> WRITTEN PROBLEM
Please copy the stretch of the data below from the line containing "Please place a point on the hex" through the end, leaving out the pictures.
-- Start of EXERCISE MATERIAL --
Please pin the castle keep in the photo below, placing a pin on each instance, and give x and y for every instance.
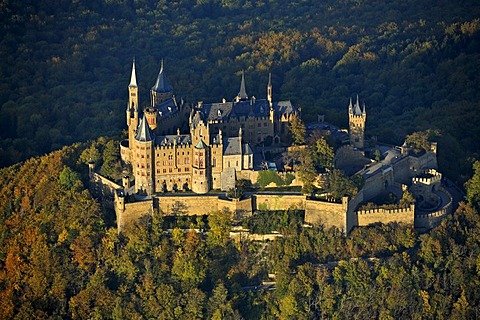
(216, 149)
(218, 142)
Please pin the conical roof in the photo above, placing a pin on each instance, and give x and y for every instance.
(162, 85)
(242, 94)
(133, 78)
(143, 132)
(201, 145)
(357, 110)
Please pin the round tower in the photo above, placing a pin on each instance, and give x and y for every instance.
(357, 119)
(151, 116)
(200, 181)
(142, 159)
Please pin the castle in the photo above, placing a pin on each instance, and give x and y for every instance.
(217, 150)
(217, 145)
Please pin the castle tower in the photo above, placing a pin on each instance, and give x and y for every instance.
(357, 119)
(242, 94)
(142, 158)
(132, 107)
(161, 90)
(200, 176)
(269, 90)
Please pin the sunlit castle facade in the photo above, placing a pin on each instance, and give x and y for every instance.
(218, 143)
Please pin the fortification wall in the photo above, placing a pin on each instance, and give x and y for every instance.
(403, 215)
(375, 184)
(246, 235)
(419, 164)
(239, 208)
(329, 214)
(431, 220)
(349, 159)
(133, 212)
(277, 202)
(401, 171)
(102, 186)
(190, 205)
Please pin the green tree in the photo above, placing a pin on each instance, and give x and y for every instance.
(420, 141)
(473, 186)
(323, 153)
(69, 178)
(298, 130)
(220, 223)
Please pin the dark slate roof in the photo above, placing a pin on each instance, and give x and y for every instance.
(283, 107)
(143, 132)
(224, 110)
(133, 78)
(232, 147)
(247, 149)
(170, 140)
(242, 94)
(162, 85)
(201, 145)
(166, 108)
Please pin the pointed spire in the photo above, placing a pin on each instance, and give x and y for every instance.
(242, 94)
(357, 110)
(143, 132)
(133, 78)
(269, 89)
(162, 85)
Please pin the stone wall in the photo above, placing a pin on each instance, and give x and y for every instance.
(132, 212)
(329, 214)
(190, 205)
(369, 217)
(431, 220)
(102, 186)
(239, 208)
(277, 202)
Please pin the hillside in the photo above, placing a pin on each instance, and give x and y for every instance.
(65, 67)
(59, 259)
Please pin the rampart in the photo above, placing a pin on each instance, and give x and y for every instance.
(102, 186)
(277, 202)
(433, 219)
(330, 214)
(369, 217)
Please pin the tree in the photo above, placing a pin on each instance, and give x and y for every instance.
(473, 186)
(339, 185)
(323, 153)
(69, 178)
(220, 225)
(420, 141)
(298, 130)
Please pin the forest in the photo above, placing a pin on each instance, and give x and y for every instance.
(65, 65)
(61, 257)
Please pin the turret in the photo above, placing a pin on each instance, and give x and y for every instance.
(132, 107)
(200, 176)
(242, 94)
(269, 90)
(161, 90)
(357, 118)
(142, 159)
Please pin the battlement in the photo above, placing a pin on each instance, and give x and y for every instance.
(173, 145)
(386, 211)
(430, 176)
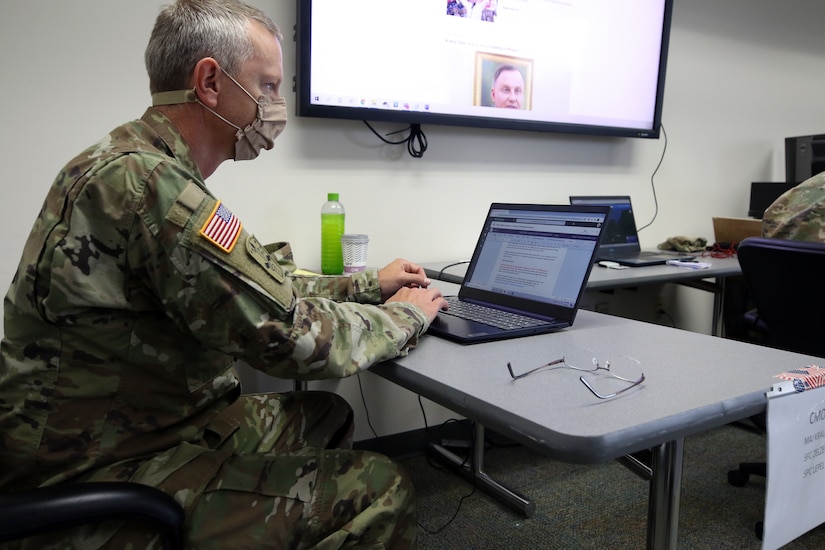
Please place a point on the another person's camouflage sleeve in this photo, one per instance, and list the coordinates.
(242, 302)
(799, 214)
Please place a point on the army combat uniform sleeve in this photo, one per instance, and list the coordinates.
(238, 298)
(799, 213)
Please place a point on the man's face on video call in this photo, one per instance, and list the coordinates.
(508, 90)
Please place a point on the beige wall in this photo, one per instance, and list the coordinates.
(742, 75)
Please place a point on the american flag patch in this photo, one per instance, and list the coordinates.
(222, 228)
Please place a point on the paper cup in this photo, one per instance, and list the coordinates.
(354, 249)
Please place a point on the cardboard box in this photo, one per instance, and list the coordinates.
(733, 230)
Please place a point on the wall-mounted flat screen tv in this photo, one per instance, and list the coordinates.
(572, 66)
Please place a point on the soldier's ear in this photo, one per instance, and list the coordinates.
(206, 82)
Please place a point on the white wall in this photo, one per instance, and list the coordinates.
(742, 75)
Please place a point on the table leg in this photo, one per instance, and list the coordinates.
(474, 470)
(663, 501)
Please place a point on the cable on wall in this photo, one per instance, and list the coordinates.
(416, 141)
(653, 185)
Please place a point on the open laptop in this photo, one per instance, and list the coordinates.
(531, 261)
(620, 243)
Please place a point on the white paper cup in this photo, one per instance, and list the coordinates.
(354, 249)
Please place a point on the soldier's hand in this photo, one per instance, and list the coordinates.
(429, 300)
(401, 273)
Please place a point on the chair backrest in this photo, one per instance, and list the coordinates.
(786, 283)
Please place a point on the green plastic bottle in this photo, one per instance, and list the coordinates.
(332, 229)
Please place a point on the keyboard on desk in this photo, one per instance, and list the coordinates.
(488, 315)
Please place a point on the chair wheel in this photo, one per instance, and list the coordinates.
(738, 478)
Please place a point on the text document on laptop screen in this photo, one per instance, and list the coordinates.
(522, 254)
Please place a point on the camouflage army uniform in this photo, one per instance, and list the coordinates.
(123, 324)
(799, 214)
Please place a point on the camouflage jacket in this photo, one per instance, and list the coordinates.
(127, 314)
(799, 213)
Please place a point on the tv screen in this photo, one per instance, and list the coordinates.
(572, 66)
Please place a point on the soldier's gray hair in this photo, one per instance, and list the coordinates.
(189, 30)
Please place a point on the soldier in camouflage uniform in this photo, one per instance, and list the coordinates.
(137, 292)
(799, 213)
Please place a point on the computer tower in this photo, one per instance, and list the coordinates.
(804, 157)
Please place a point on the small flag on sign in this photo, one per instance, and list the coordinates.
(222, 228)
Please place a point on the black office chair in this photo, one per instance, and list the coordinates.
(38, 511)
(785, 282)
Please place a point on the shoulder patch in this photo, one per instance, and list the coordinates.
(222, 228)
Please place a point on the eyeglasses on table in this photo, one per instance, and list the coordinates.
(623, 368)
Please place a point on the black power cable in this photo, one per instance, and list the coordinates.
(416, 140)
(653, 185)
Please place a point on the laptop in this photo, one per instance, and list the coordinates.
(531, 262)
(620, 243)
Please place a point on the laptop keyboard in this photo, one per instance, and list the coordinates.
(489, 316)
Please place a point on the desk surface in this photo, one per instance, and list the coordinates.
(602, 278)
(694, 382)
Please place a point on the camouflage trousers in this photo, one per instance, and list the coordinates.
(279, 474)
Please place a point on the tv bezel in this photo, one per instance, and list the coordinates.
(304, 107)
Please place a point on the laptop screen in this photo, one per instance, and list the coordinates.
(620, 231)
(523, 251)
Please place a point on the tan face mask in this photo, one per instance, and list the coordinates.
(259, 134)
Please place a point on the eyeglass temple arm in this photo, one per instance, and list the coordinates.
(614, 394)
(522, 375)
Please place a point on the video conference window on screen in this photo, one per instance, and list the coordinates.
(592, 62)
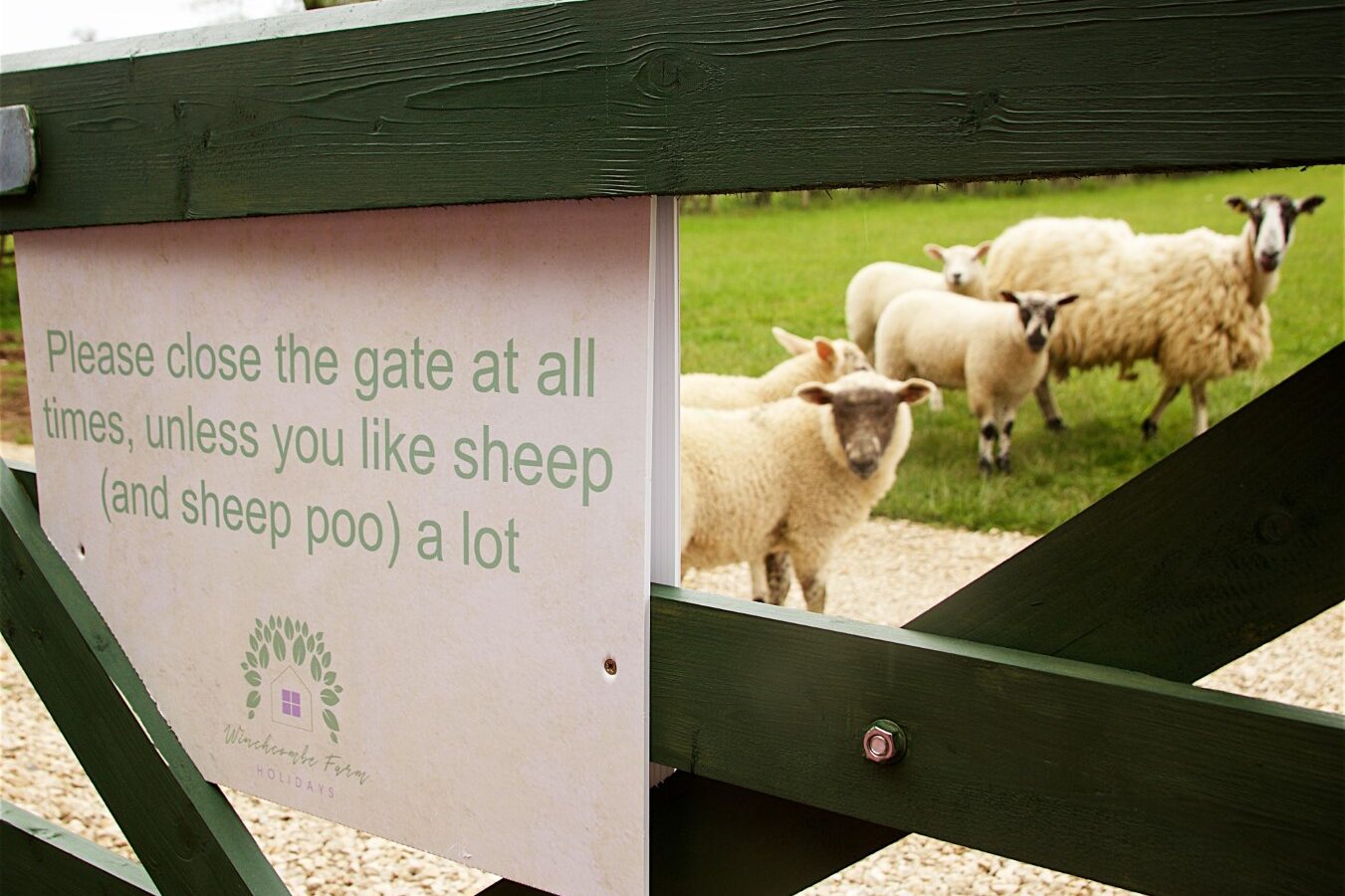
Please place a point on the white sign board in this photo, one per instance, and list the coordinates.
(366, 500)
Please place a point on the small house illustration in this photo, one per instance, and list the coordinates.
(291, 701)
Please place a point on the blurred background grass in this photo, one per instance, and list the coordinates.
(747, 267)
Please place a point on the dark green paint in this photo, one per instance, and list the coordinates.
(41, 858)
(1095, 772)
(182, 827)
(619, 97)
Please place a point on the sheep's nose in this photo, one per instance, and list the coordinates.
(864, 468)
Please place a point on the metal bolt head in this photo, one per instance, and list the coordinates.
(884, 743)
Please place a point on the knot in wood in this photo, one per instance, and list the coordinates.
(669, 73)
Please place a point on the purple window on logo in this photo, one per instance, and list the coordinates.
(290, 703)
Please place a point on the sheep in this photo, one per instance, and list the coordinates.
(1191, 302)
(814, 359)
(870, 290)
(791, 477)
(995, 351)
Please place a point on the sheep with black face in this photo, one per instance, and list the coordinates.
(997, 351)
(1192, 302)
(791, 477)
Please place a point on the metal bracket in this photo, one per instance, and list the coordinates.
(18, 149)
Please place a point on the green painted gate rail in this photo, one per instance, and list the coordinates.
(1048, 703)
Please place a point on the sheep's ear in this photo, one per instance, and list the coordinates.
(915, 390)
(814, 393)
(1307, 205)
(793, 344)
(826, 351)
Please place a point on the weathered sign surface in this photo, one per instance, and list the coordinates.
(366, 498)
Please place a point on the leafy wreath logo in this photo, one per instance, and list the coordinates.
(280, 636)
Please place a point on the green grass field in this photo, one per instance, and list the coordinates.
(746, 269)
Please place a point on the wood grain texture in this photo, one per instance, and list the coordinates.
(182, 827)
(42, 858)
(711, 837)
(617, 97)
(1226, 544)
(1100, 773)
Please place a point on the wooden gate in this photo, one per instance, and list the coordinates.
(1073, 655)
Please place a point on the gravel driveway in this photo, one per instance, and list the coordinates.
(886, 572)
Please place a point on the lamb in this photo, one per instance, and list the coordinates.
(1191, 302)
(870, 290)
(995, 351)
(814, 359)
(791, 477)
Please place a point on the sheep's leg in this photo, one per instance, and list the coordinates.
(758, 566)
(1150, 425)
(986, 444)
(1199, 409)
(778, 570)
(1005, 432)
(812, 578)
(1046, 401)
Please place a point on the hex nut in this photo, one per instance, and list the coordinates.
(884, 743)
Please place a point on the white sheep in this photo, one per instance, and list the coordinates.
(814, 359)
(993, 350)
(1191, 302)
(791, 477)
(874, 286)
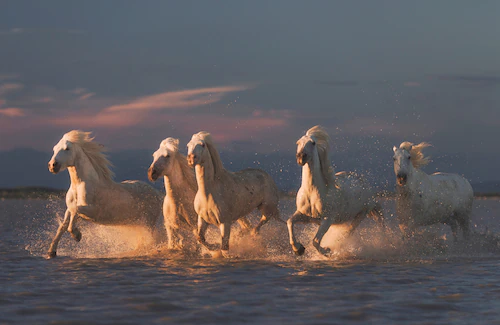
-- End of EXERCISE MATERIAL --
> WRITTEN SOLUTION
Please place a point on the hex nut in this photo, one per instance, and list the coordinates.
(884, 743)
Please place a point on the white sheep in this photo, one per instance, and list the coordinates.
(814, 359)
(993, 350)
(1191, 302)
(791, 477)
(874, 286)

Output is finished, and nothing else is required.